• _Task requirements_:
A) In the forum thread about Gimli and Galadriel, what does Goldberry say Gimli said he would encase the hair in?
B) Echo the Gimli and Galadriel thread word for word, starting at "# Gimli and" and ending at "Niniel (Mar 12, 2003)".

• _Excerpted passage_:
# Gimli and Galadriel



## Legolas3363 (Mar 12, 2003)

Is it mentioned anywhere if Gimli ever put Galadriels hair in the gold or whatever?


----------



## Niniel (Mar 12, 2003)

No, just that he wants to do it, not that he actually does it. But I see no reason to doubt it.


----------



## Goldberry (Mar 12, 2003)

I don't believe it ever is. He said he would encase it in crystal.

Isn't it sad that Gimli develops a hopeless and eternal crush on Galadriel? He can't even live in her realm, let alone marry her. I thought it ironic that Galadriel said, "all will love me and despair" when she prophesied about what would happen if she became the master of the one ring. It already happened to poor Gimli.


----------



## olorin the maia (Mar 12, 2003)

I've sometimes wondered about the love the Dwarf expressed for Galadriel. I believe the Author shows us an example of chivalric love, i.e., platonic in nature, something that knights of old used to proclaim for fair damsels. It does provide some comic relief. Nowhere is it ever implied that Gimli's feelings are romantic in nature. A crush is out of the question here.
In old tales, knights would ride out 'upon errantry', challenging other knights to battle, if they would not acknowledge their chosen lady's superior beauty, wit, grace, etc. An old game among the idle nobility, I gather, probably not as simple as I have portrayed it.
Remember, toward the end of the Tale, Eomer, who had insulted Galadriel in front of Gimli when they first met, chooses Lady Arwen as the fairest in the land, and Gimli (in jest) says he must call for his axe, in order to do battle for the honor of his chosen lady.


----------



## Ithrynluin (Mar 12, 2003)

Goldberry, olorin is quite right. This was a platonic kind of love, Gimli admired her beauty and revered her wisdom.
One of the reasons he takes ship with Legolas is to see Galadriel once again.

I have no reason to believe that Gimli didn't fulfill his plan of putting the three hairs of Galadriel into a fair gem. Especially after he became the Lord of the Glittering Caves, where (I suppose) he found many wonderful and brilliant jewels exactly for that purpose.


----------



## Legolas3363 (Mar 13, 2003)

thanks everyone


----------



## Goldberry (Mar 13, 2003)

> _Originally posted by ithrynluin _
> *Goldberry, olorin is quite right. This was a platonic kind of love, Gimli admired her beauty and revered her wisdom.
> One of the reasons he takes ship with Legolas is to see Galadriel once again.

• _Material_:
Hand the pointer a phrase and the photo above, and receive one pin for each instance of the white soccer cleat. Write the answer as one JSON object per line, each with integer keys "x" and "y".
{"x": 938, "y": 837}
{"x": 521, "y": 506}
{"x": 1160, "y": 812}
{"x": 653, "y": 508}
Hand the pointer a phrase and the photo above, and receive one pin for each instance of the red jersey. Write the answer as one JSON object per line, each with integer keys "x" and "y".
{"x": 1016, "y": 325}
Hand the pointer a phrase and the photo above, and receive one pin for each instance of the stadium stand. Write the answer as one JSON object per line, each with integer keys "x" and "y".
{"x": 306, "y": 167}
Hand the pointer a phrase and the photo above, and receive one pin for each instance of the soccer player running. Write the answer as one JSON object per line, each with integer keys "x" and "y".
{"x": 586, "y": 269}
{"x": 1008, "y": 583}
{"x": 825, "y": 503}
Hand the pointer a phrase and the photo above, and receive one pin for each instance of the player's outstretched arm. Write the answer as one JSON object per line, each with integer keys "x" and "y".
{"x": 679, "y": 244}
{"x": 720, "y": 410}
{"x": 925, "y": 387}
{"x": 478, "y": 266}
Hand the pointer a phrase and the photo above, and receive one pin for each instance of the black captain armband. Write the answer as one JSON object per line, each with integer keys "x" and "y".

• _Expected answers_:
A) Crystal.

B)
# Gimli and Galadriel



## Legolas3363 (Mar 12, 2003)

Is it mentioned anywhere if Gimli ever put Galadriels hair in the gold or whatever?


----------



## Niniel (Mar 12, 2003)